Please render the stretch of the items that opens with the line containing "Practice. Pick out the autumn" and closes with the line containing "Target: autumn tree" as a Markdown table with the columns Row and Line, numbering each row and leaving out blank lines.

§ **ENTRIES PROVIDED**
───

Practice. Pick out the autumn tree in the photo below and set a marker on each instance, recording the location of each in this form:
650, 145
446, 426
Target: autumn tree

───

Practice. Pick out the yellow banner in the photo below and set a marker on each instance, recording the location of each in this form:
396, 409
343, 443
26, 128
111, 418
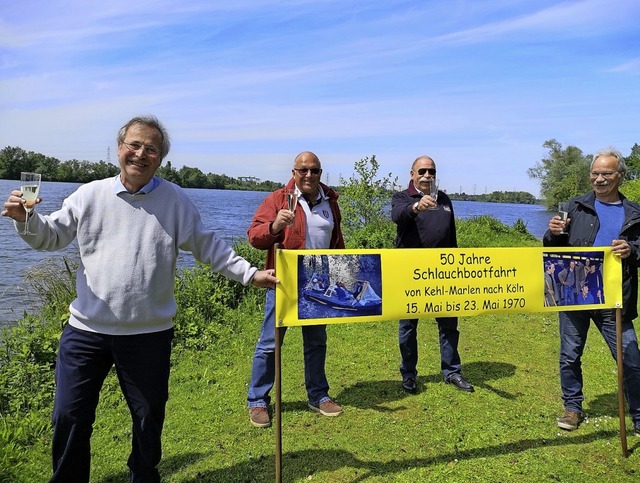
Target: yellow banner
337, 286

───

§ **RESULT OF THIS EXERCISE**
| Row | Line |
|---|---|
| 1 | Practice. Pick out the autumn tree in the photo below and set a marker on each instance, recording the location of each in this form: |
| 2 | 650, 145 |
| 3 | 446, 426 |
| 4 | Target: autumn tree |